### Set of tasks
1) Answer these questions about the comment thread, marking each answer with its letter:
(a) Which two states does Joe Hill say the government will concentrate on?
(b) According to Jon Anderson, what is probably the least effective way to combat slavery?
(c) What does Beau Beasley say makes someone lose all credibility?
2) Echo the comment thread word for word from "Another Trump hater" to "history more closely.", inclusive.

### Extract provided

  2. Beau Beasley says

    You lose all credibility when you start out by saying our president and his supporters are white supremacist leaning.

    • Jon Anderson says

      If that’s all you took away from this column, you’ve missed the point.
      But, you lose all credibility for not understanding large portions of his base vocally are, and that he does little to correct them. A situation even members of his own party disagree with and distance themselves from him on. But again, this piece is hardly about the current administration.

  3. Joe Hill says

    Another Trump hater obviously. No surprise that Harvey takes precedent in the press. I saw the similar disaster on the news that you pointed out. I am equally sure that our government will offer assistance to those countries while concentrating on Texas and Louisiana. Before you condemn support for keeping historical monuments you should study history more closely.

    • Jon Anderson says

      If you think this column is about keeping monuments, I urge you to re-read it. If you believe this column is about Harvey, again, re-read it.
      This column simply follows a series of current and historical events to make the case that what the Confederacy stood for pockmarks our collective history and remains alive and well. Toppling monuments is probably the least effective way to combat slavery.
      Regardless of my feelings for this administration, do I think the current monuments fever would be happening were he not in office? No. For a variety of reasons, I think his existence as president has fueled the debate. I’m sorry you can’t make that connection whether you like him or not.

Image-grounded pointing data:
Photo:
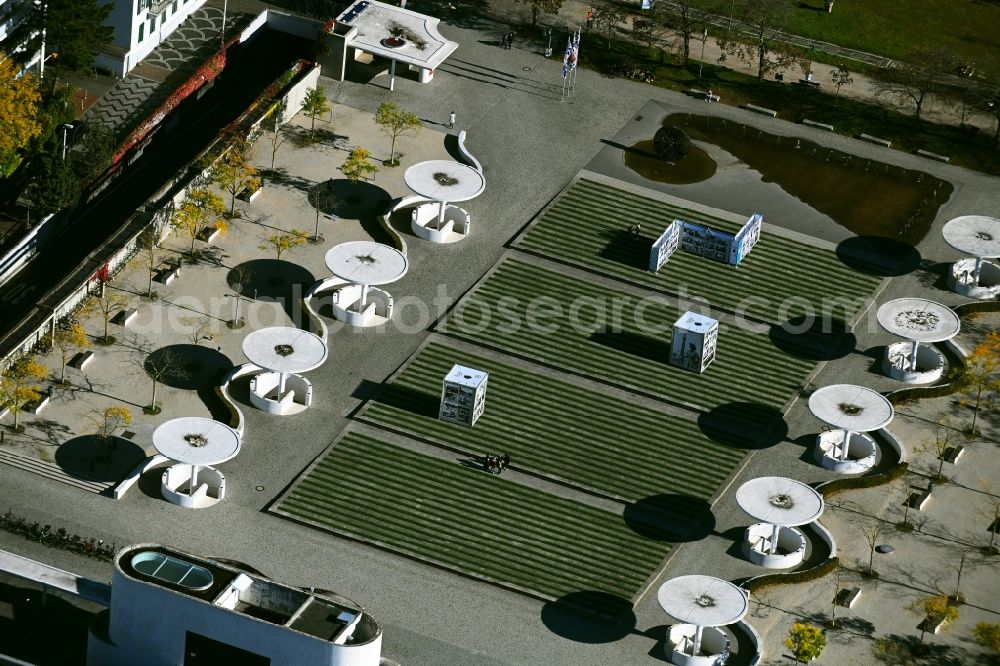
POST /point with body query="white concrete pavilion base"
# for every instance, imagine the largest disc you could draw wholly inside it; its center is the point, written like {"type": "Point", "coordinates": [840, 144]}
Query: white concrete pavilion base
{"type": "Point", "coordinates": [961, 281]}
{"type": "Point", "coordinates": [377, 310]}
{"type": "Point", "coordinates": [860, 452]}
{"type": "Point", "coordinates": [264, 393]}
{"type": "Point", "coordinates": [896, 364]}
{"type": "Point", "coordinates": [757, 542]}
{"type": "Point", "coordinates": [456, 225]}
{"type": "Point", "coordinates": [176, 486]}
{"type": "Point", "coordinates": [680, 642]}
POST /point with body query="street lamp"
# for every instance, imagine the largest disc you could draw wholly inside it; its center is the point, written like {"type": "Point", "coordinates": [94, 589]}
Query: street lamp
{"type": "Point", "coordinates": [704, 38]}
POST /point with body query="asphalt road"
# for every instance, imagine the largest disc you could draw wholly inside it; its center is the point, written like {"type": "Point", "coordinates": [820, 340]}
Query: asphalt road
{"type": "Point", "coordinates": [250, 68]}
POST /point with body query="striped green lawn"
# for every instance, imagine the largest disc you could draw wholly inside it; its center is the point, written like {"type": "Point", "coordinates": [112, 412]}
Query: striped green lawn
{"type": "Point", "coordinates": [559, 430]}
{"type": "Point", "coordinates": [588, 226]}
{"type": "Point", "coordinates": [748, 367]}
{"type": "Point", "coordinates": [471, 521]}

### Exercise solutions
1)
(a) Texas and Louisiana.
(b) Toppling monuments.
(c) Starting out by saying the president and his supporters are white supremacist leaning.

2)
Another Trump hater obviously. No surprise that Harvey takes precedent in the press. I saw the similar disaster on the news that you pointed out. I am equally sure that our government will offer assistance to those countries while concentrating on Texas and Louisiana. Before you condemn support for keeping historical monuments you should study history more closely.